Exercise | Pick out and copy each line below that contains the string "array". Case counts.

** BEGIN Given data **

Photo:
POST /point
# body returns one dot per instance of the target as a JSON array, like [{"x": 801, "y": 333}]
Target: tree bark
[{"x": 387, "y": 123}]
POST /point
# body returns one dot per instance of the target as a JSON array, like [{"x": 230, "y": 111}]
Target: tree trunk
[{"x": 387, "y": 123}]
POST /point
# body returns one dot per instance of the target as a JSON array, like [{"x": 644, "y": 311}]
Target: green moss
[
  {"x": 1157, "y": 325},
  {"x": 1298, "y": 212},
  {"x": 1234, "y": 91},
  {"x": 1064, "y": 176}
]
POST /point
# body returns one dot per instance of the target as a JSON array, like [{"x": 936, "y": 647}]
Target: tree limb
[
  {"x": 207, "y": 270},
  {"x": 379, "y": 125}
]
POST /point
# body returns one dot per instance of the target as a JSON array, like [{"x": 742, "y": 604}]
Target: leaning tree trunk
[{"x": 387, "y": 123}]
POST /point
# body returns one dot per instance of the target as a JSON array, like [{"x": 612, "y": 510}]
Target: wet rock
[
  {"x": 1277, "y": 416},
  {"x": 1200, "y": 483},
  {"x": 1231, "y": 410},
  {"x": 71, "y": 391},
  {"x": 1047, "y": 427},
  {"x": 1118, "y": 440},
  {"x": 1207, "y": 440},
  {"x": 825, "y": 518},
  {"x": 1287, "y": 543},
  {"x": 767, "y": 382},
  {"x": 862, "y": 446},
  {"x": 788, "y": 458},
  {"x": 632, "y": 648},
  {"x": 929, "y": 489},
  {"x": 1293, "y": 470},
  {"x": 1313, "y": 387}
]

** END Given data **

Solution for this exercise |
# body returns one dot per instance of the target as a JSON array, like [{"x": 801, "y": 333}]
# body returns one dot per instance of the target as a JSON array, like [{"x": 230, "y": 111}]
# body returns one dot per instance of the target as a JSON array, like [{"x": 644, "y": 311}]
# body returns one dot per instance of the target as a JSON array, like [{"x": 936, "y": 647}]
# body returns one dot per instance of the target as a JSON array, like [{"x": 742, "y": 604}]
# body returns one dot per instance of the target as a JSON array, like [{"x": 612, "y": 510}]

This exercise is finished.